Task directions: Copy the passage of the eggplant parmesan sandwich recipe below word for word, from "Dip each eggplant" up to and including "grated Parmesan cheese.".

Document passage:
Crispy Baked Eggplant Parmesan Sandwich

This is an example of a meal that Solin would create to include in your personalized meal plan.

Crispy Baked Eggplant Parmesan Sandwich

YOUR SOLIN GENERATED RECIPE

Crispy Baked Eggplant Parmesan Sandwich

Enjoy a modern twist on the classic Italian favorite with layers of crispy baked eggplant, a zesty marinara sauce, and a delightful blend of melted mozzarella and Parmesan, all nestled between hearty whole grain bread. This dish offers satisfying crunch, rich flavors, and a balanced nutritional profile perfect for a wholesome meal.

NUTRITION

377kcal
Protein
23g
Fat
19.1g
Carbs
31g

SERVINGS

1 serving

INGREDIENTS

100g Eggplant

2 large Eggs

2 tbsp Almond Flour

1/3 cup Marinara Sauce

1 oz Part-Skim Mozzarella Cheese

1 tbsp Parmesan Cheese

2 slices Whole Grain Bread

PREPARATION

  • 1

    Preheat your oven to 425°F (220°C) and line a baking sheet with parchment paper.

  • 2

    Slice the eggplant into 1/4-inch thick rounds. Set aside.

  • 3

    In a shallow bowl, whisk the 2 eggs. In another shallow dish, add the almond flour.

  • 4

    Dip each eggplant slice into the beaten eggs, letting the excess drip off, then coat evenly with almond flour.

  • 5

    Place the breaded eggplant slices on the prepared baking sheet and bake for 20-25 minutes, flipping halfway through, until golden and crispy.

  • 6

    Meanwhile, toast the whole grain bread slices lightly in a toaster or on a skillet.

  • 7

    Assemble the sandwich by spreading marinara sauce on one slice of toasted bread, layering the baked eggplant slices, topping with part-skim mozzarella and a sprinkle of grated Parmesan cheese.

  • 8

    Optionally, return the assembled open-faced sandwich to the oven for 3-5 minutes to melt the cheeses, then top with the second slice of bread, slice in half, and serve warm.

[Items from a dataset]

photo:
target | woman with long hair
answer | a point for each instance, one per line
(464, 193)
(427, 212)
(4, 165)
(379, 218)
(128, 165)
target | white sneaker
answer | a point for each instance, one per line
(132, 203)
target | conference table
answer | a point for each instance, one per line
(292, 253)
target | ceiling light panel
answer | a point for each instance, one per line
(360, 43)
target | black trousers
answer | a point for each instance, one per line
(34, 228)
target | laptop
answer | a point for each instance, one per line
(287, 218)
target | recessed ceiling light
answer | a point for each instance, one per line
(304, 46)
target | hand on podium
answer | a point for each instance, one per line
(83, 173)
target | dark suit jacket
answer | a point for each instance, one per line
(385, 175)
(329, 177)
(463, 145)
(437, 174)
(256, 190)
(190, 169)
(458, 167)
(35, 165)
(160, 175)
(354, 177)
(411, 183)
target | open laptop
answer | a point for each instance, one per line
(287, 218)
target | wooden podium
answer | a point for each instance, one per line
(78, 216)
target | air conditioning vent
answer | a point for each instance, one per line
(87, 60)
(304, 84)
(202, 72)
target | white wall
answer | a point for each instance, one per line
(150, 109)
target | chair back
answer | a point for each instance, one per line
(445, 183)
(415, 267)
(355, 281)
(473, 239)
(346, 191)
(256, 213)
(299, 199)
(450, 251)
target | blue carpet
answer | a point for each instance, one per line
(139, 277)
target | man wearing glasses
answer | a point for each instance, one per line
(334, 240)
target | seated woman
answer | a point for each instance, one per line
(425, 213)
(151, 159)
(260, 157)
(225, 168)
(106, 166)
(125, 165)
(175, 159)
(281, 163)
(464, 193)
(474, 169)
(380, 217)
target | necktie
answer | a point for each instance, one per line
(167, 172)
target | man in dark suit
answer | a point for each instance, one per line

Your solution:
Dip each eggplant slice into the beaten eggs, letting the excess drip off, then coat evenly with almond flour.

  • 5

    Place the breaded eggplant slices on the prepared baking sheet and bake for 20-25 minutes, flipping halfway through, until golden and crispy.

  • 6

    Meanwhile, toast the whole grain bread slices lightly in a toaster or on a skillet.

  • 7

    Assemble the sandwich by spreading marinara sauce on one slice of toasted bread, layering the baked eggplant slices, topping with part-skim mozzarella and a sprinkle of grated Parmesan cheese.